Task directions:
Keep the pictures out and restate every record exactly.

Data rows:
* Start *
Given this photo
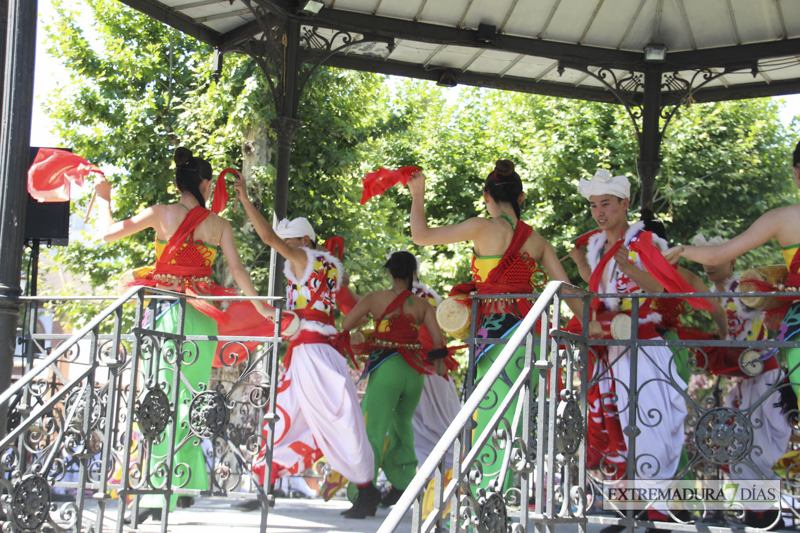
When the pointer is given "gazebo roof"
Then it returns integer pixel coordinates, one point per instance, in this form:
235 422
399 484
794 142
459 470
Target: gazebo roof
747 48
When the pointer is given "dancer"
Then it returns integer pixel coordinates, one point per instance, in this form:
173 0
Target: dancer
772 436
782 225
507 258
317 400
439 403
395 367
188 237
617 269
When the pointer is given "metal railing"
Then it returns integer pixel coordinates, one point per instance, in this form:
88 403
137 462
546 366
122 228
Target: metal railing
100 412
544 480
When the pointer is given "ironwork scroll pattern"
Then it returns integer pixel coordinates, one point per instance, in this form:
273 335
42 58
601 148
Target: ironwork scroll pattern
88 419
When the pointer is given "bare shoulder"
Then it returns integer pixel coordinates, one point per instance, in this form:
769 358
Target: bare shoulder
785 221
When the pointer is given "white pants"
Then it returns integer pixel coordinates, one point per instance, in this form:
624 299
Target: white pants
438 406
661 408
773 435
320 415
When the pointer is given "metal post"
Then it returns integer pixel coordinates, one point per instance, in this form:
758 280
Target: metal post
15 133
649 162
285 126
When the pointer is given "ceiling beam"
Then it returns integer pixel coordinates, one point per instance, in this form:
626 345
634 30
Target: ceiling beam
719 57
746 91
435 34
179 21
506 83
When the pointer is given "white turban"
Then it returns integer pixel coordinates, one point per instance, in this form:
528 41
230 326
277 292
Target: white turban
604 183
297 228
700 240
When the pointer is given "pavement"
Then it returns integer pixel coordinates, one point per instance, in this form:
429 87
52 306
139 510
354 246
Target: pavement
289 515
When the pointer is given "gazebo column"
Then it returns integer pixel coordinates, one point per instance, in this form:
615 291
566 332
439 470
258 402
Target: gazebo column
649 161
15 134
285 126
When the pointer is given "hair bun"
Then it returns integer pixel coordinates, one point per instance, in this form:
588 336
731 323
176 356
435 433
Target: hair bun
504 167
182 156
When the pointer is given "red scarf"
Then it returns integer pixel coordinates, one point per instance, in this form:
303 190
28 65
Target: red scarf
655 264
403 332
184 236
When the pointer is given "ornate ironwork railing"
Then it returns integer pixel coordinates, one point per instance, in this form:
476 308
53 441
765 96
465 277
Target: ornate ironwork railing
114 410
546 477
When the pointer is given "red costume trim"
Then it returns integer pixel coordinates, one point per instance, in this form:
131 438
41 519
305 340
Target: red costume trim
494 281
402 330
191 280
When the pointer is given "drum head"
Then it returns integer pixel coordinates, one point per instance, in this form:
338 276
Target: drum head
621 327
750 362
453 317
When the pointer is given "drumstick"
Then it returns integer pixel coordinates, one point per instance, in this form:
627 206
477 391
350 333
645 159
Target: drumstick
89 209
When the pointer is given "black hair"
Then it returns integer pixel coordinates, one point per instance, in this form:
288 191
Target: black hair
* End *
Solved exercise:
Given this photo
When the pointer is given "gazebo roof"
Then it returns integer pixel coordinates, one point per instance, in this form:
235 422
399 484
794 142
459 470
Target: gazebo roof
747 48
When the pointer is given "dancer"
Then it returns integer pixel coordinates, one point per instance, in this form:
173 0
Target: dancer
772 436
782 225
507 258
317 400
439 403
395 367
188 237
617 269
When the pointer is given "metal railing"
Then it returns integer pixel coordinates, one point per instance, in this form:
88 403
137 462
546 366
122 228
Target: metal railing
100 412
544 480
When the pointer is given "ironwork scroll pattern"
Then it returns integer pixel coordinates, one point per instance, in this form:
273 335
42 58
601 148
Target: ironwork scroll pattern
88 419
When the pointer is given "bare shoulder"
Then it returns integer pixel coordinates, one point per instance, in this form:
769 358
Target: bare shoulder
785 221
When the pointer is given "white pants"
Then it returns integer pixel coordinates, one point per instance, in this form:
624 299
Target: white pants
438 406
661 408
773 435
320 415
When the pointer is given "metal post"
Then it returns integer pixel coordinates, one point per instance, in this form:
758 280
Target: metal post
15 133
649 162
285 126
When the pointer is given "ceiling beam"
Then it returns integer pixel coordinates, one point per instance, in this form:
626 345
634 30
Target: ceiling beam
719 57
746 91
435 34
179 21
506 83
When the pointer is given "white turban"
Then it returns integer pixel coordinates, one point per instance, in this form:
528 41
230 326
277 292
Target: white turban
604 183
297 228
700 240
When the pointer is given "pavement"
Then it returns integer pixel coordinates, one point per instance, in this form:
429 87
52 306
139 510
354 246
Target: pavement
289 515
When the pointer is given "gazebo column"
Then it returns integer pixel coordinates, one point per instance, in this form:
615 291
566 332
439 470
258 402
Target: gazebo column
649 161
15 134
285 126
When the pointer is given "hair bun"
Then it returns integer pixel coordinates, one point per instance, in this form:
588 336
731 323
176 356
435 433
Target: hair bun
504 167
182 156
When the pointer is given "red scarf"
Then it returns integer pixel coordinates, one point per instance, in this form:
303 190
28 65
Target: red scarf
655 264
403 332
184 236
When the pointer is given "ornate ironwork railing"
Then it returns integer pixel coordinates, one point per instance, in this form:
476 308
53 441
765 96
465 277
Target: ornate ironwork railing
114 410
546 477
When the pointer is given "red costume trim"
Then it returns integer pixel coordinates, one point per instance, in this form:
131 438
41 519
305 340
Target: red costume trim
494 281
402 330
191 280
When the pointer is given "drum head"
Then it returns integer pixel coordinates, one point per instance, in this form:
338 276
Target: drum head
621 327
750 362
453 317
When the pointer is given "drumstick"
Then it returns integer pixel coordinates, one point per instance, in this form:
627 206
477 391
350 333
645 159
Target: drumstick
89 209
When the pointer is given "black hair"
Then it returns integer pixel coordinates, one point per instance, in this form:
288 191
Target: black hair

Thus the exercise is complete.